THE TASK:
Please pull out each line of the outline records below that contains the word "yellow" and copy those lines in full.

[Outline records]
···

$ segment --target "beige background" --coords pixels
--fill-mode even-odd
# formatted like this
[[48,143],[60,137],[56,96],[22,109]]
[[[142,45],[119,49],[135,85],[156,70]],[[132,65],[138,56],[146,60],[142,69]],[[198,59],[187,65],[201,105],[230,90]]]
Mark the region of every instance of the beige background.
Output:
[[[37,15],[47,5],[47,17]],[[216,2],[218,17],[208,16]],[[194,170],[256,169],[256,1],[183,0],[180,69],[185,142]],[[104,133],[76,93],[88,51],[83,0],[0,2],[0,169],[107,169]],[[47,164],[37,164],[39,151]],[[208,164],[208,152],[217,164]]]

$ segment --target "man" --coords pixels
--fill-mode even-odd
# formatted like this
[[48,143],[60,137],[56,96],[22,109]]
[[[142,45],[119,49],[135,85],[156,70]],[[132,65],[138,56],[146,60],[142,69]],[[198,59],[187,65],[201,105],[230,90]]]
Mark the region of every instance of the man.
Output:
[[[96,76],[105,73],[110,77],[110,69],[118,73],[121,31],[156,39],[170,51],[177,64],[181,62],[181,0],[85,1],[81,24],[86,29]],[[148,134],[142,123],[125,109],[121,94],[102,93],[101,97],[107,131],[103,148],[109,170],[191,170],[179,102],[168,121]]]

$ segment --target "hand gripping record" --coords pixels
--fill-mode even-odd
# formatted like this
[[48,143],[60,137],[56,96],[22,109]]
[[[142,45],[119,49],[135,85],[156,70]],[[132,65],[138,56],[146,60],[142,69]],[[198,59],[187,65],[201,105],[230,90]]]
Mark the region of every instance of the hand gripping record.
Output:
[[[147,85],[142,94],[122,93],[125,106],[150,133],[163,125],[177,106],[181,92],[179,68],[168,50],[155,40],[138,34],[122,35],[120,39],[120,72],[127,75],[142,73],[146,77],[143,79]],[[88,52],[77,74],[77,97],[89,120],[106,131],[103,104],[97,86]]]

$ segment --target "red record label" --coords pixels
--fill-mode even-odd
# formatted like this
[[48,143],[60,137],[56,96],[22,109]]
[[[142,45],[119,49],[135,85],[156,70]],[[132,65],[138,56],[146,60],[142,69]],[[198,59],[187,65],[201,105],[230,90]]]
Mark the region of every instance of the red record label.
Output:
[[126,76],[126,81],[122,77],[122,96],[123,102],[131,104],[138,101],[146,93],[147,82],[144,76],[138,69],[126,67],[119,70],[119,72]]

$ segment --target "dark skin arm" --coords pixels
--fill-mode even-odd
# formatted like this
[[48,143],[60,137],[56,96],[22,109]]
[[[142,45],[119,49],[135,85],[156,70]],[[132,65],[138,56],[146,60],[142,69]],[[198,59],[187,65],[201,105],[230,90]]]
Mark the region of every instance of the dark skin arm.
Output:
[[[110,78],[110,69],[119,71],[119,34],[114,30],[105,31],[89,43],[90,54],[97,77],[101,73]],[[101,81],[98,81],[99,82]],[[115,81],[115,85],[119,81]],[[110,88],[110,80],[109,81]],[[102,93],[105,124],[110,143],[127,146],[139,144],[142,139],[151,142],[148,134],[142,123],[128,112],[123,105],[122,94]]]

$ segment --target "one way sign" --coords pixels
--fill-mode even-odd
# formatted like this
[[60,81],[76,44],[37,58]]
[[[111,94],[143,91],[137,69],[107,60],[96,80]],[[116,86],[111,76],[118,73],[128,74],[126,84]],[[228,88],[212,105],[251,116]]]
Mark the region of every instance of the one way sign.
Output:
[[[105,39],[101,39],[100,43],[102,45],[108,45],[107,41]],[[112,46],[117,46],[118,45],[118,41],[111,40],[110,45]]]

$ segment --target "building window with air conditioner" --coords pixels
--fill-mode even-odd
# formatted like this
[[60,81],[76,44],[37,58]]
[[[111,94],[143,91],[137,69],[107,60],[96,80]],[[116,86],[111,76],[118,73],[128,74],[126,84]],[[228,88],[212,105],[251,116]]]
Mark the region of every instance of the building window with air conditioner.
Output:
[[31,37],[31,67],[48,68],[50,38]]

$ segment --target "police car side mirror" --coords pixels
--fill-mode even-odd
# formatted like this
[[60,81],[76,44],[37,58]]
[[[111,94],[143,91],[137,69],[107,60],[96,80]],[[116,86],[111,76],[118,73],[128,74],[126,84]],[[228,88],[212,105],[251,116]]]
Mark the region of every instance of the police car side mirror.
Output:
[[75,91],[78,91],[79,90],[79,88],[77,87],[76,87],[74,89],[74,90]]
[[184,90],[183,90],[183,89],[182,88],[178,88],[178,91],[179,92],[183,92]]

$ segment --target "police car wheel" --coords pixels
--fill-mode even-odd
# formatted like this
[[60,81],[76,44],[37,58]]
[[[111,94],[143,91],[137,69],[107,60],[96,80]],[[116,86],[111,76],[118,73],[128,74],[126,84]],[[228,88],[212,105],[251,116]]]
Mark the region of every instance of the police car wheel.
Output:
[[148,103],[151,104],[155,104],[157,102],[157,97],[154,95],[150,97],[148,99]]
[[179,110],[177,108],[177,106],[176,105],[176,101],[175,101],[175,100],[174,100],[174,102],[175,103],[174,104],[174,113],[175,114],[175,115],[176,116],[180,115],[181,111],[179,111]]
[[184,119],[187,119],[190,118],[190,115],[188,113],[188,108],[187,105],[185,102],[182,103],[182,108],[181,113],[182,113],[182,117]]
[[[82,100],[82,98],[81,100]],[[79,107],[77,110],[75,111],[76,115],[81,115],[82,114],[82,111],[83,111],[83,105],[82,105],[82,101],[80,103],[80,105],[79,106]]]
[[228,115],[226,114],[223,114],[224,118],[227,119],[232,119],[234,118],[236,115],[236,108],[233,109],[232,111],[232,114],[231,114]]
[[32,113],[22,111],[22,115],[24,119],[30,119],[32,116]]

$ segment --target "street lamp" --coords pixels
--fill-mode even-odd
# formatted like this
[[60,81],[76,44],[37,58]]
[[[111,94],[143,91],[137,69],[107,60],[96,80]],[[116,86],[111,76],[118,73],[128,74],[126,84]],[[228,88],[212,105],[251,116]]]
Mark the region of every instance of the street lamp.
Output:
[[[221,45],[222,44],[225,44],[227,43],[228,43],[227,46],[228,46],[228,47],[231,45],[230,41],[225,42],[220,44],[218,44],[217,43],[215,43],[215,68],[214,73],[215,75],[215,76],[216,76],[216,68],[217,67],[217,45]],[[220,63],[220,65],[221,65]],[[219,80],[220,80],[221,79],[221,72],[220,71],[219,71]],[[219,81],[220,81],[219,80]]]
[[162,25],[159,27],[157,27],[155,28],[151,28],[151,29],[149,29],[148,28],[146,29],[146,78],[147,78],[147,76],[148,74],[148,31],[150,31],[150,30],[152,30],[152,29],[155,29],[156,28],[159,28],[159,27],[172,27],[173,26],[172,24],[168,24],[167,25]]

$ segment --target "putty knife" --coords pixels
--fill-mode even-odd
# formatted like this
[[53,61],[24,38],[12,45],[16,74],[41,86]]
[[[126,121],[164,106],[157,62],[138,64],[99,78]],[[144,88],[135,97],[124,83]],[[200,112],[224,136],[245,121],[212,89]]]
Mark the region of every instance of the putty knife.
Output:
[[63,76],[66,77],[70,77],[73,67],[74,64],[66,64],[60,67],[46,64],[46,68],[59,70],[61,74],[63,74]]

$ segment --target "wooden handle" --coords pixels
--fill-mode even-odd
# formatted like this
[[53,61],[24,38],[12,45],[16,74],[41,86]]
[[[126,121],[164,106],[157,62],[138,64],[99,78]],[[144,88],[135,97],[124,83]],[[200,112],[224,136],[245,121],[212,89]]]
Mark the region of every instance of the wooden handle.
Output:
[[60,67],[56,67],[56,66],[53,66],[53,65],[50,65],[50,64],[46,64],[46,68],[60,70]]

···

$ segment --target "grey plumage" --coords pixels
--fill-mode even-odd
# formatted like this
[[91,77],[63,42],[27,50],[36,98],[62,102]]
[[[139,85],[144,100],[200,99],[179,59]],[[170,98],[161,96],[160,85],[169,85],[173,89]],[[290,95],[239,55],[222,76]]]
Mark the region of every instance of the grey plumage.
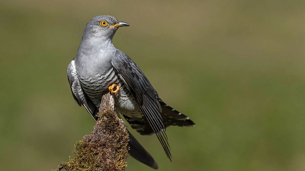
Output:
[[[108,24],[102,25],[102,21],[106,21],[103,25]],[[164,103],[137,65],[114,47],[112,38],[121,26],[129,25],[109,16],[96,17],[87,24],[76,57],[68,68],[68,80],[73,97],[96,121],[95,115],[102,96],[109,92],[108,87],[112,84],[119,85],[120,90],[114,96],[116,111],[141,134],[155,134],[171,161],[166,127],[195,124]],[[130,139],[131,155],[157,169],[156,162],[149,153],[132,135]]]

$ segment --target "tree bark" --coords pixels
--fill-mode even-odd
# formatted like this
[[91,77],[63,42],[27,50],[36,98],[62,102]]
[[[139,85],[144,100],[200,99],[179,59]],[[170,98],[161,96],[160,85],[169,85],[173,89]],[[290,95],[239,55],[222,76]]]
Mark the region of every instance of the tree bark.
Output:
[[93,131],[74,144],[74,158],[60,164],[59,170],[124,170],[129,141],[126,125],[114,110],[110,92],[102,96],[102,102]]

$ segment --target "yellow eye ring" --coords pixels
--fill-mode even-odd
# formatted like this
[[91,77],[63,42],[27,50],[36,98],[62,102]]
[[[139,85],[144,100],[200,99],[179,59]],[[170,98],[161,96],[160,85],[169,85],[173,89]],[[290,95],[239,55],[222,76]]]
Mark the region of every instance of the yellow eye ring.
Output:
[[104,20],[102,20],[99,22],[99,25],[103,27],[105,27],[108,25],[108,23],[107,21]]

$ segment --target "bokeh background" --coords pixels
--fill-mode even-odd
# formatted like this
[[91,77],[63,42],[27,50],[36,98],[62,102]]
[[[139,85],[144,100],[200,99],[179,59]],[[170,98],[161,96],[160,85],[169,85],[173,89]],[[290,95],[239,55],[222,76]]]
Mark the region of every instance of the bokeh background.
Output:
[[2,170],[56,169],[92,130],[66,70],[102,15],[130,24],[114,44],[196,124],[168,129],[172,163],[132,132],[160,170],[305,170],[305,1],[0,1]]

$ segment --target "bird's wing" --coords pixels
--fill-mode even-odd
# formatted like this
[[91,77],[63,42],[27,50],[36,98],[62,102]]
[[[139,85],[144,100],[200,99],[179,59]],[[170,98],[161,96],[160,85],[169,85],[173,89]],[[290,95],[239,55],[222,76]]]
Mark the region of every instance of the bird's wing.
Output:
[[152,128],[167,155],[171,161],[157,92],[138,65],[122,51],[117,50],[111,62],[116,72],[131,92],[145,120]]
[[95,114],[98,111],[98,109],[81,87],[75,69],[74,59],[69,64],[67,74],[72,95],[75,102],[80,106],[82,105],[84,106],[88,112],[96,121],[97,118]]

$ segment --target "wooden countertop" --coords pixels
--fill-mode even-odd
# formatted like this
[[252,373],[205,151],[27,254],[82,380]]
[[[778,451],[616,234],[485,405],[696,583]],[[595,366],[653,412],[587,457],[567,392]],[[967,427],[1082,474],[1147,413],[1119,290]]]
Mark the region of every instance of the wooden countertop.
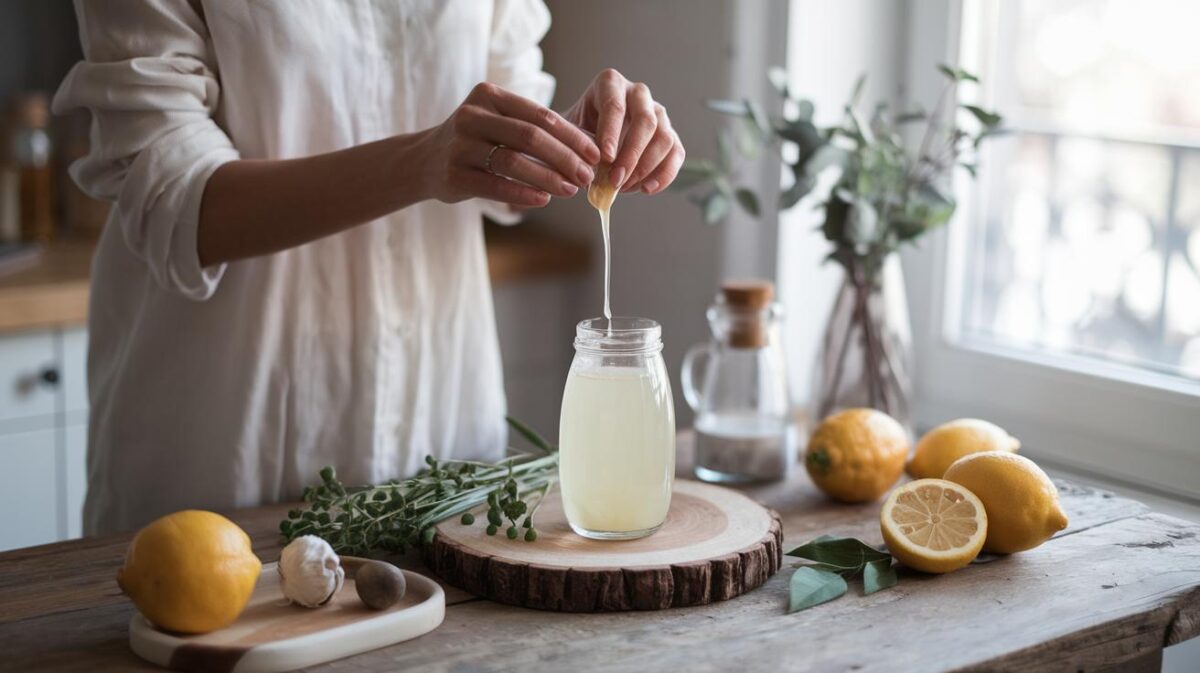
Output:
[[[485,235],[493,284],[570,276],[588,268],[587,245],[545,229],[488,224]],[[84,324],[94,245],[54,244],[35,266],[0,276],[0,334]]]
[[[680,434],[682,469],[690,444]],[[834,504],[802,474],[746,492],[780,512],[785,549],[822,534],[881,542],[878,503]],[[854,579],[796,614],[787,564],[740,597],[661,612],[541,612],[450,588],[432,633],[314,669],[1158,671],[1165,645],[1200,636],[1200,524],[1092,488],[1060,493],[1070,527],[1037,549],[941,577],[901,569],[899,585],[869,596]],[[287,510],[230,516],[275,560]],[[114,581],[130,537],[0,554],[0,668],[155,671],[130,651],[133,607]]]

···

TASK RESPONSE:
$ segment --target "yellow eye ring" --coords pixels
Mark the region of every instance of the yellow eye ring.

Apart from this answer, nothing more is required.